**REQUIREMENTS:** Reproduce all entries word for word.

START MATERIAL SHOWN

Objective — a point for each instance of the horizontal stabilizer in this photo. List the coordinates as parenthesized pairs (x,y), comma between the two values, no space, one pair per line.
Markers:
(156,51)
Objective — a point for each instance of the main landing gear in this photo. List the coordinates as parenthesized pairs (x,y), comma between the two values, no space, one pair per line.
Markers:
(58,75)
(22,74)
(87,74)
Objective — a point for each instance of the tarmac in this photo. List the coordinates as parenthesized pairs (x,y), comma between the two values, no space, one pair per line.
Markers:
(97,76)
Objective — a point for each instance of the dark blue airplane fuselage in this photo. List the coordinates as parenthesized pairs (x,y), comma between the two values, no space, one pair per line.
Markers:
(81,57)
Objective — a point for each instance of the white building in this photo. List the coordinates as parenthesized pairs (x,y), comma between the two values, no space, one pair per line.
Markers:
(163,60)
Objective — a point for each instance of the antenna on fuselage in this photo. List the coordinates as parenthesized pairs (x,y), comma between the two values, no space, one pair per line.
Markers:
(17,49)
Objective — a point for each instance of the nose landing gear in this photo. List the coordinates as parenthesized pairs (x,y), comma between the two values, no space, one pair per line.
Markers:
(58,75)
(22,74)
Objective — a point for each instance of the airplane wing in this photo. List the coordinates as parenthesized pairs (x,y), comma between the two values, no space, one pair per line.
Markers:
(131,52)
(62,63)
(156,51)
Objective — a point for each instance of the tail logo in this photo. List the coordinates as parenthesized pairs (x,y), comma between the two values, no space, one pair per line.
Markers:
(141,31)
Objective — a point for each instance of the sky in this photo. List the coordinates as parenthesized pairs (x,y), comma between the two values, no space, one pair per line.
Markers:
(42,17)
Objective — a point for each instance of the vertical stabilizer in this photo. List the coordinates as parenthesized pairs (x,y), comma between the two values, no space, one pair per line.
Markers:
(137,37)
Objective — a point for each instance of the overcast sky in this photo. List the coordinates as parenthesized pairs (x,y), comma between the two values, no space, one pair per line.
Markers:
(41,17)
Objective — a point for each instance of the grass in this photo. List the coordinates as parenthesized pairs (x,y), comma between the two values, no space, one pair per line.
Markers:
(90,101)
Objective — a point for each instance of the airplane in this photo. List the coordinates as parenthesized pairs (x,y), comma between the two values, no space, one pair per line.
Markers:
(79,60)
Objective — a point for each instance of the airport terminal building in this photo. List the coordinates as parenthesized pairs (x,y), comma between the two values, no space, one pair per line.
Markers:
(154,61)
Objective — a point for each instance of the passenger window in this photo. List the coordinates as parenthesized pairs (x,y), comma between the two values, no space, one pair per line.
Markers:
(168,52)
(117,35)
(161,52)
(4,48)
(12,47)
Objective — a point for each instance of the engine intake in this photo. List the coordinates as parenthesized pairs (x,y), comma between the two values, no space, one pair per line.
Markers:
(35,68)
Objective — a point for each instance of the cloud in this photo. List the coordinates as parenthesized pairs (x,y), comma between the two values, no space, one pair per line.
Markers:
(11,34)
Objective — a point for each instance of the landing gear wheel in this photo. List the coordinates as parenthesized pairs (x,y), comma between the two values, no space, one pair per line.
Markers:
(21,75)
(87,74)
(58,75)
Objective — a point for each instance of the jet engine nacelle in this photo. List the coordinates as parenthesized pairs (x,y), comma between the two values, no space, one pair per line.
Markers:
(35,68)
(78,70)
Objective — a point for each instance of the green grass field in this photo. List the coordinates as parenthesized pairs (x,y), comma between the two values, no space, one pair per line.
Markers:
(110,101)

END MATERIAL SHOWN

**EXERCISE RESPONSE:**
Objective — a point for each instance of the horizontal stabilizer in this photo. List the coordinates as parenthesized pairs (x,y), comma between the two values, no space, one pair per line.
Markers:
(156,51)
Objective — a point for each instance of the main landing gear in this photo. List the coordinates as parenthesized pairs (x,y), comma between the two values, no space, one pair per line.
Markers:
(58,75)
(22,74)
(87,74)
Objective — a point for each instance of the tarmac in this photo. List the coordinates as parenthesized pairs (x,y), comma between the two values, no space, one pair per line.
Markers:
(97,76)
Objective — a point for each instance of the dark blue airplane fuselage in this photo. List the coordinates as parenthesized pairs (x,y), comma between the two values, no space, one pair per line.
Markers:
(81,57)
Objective — a point for each instance of the white building in this photo. List the coordinates as parenthesized pairs (x,y), comma between the two values, no space, one pair per line.
Markers:
(163,60)
Objective — a point for each instance of the antenna on fuselage in this photo. List the coordinates as parenthesized pairs (x,y), comma between the two values, no space, one pair per line.
Markers:
(17,49)
Objective — a point for each instance of the nose landing gear in this photo. List the coordinates as parenthesized pairs (x,y), comma between the two values, no space, one pair per line.
Markers:
(58,75)
(22,74)
Objective — a point for each instance of the airplane wing in this photo. List the coordinates as parenthesized pairs (x,y), comma between the two values, no space, one pair per line.
Markers:
(131,52)
(62,63)
(156,51)
Objective — a point for each instance of the tail logo in this photo. List the coordinates as parenthesized pairs (x,y), comma between the two values, no space, one pair per line.
Markers:
(141,31)
Objective — a point for each instance of the sky in this photo. List the coordinates as parenthesized pairs (x,y), comma between the two values, no space, one pair per line.
Markers:
(42,17)
Objective — a point for each instance of the vertical stabilizer in this photo. List the coordinates as parenthesized pairs (x,y), comma between the two values, no space, one pair per line.
Markers:
(137,37)
Objective — a point for each instance of the overcast sky in this photo. List the coordinates as parenthesized pairs (x,y), comma between the two values, no space, one pair per line.
Markers:
(41,17)
Objective — a point for each instance of the grass in this photo. List the coordinates as parenthesized pairs (x,y), comma between the two values, no space, one pair per line.
Markers:
(90,101)
Objective — a point for each instance of the airplane in this photo. List the coordinates as parenthesized pairs (x,y), comma between the two values, no space, one pair per line.
Markers:
(79,60)
Objective — a point for each instance of the airport terminal building in this photo. List the coordinates as parenthesized pairs (x,y), comma between the two values, no space, one pair per line.
Markers:
(154,61)
Objective — a point for each instance of the passenger window in this photo. List the coordinates as parenthesized pairs (x,y), comma between the two values, no space, one pair per line.
Markers:
(168,52)
(117,35)
(161,52)
(4,48)
(12,47)
Objective — a point for each instance of the engine intake in this photo. List the coordinates as parenthesized pairs (x,y), comma between the two values, no space, one pair per line.
Markers:
(35,68)
Objective — a point for each instance of the cloud in this photo. List the coordinates as parenthesized pairs (x,y), comma between the two values, no space, one pair per line.
Markers:
(11,34)
Objective — a point for each instance of the landing gear wheel in this photo. List the coordinates as parenthesized pairs (x,y), comma between the two values, no space, one pair per line.
Markers:
(21,75)
(87,74)
(58,75)
Objective — a point for each instance of the jet engine nacelle in this photo. List the coordinates as parenthesized pairs (x,y), comma between the two values, no space, one pair per line.
Markers:
(35,68)
(78,70)
Objective — a point for each instance of the green grass field in this photo. List the coordinates as parenthesized pairs (x,y), comma between the two values, no space, one pair per line.
Markers:
(110,101)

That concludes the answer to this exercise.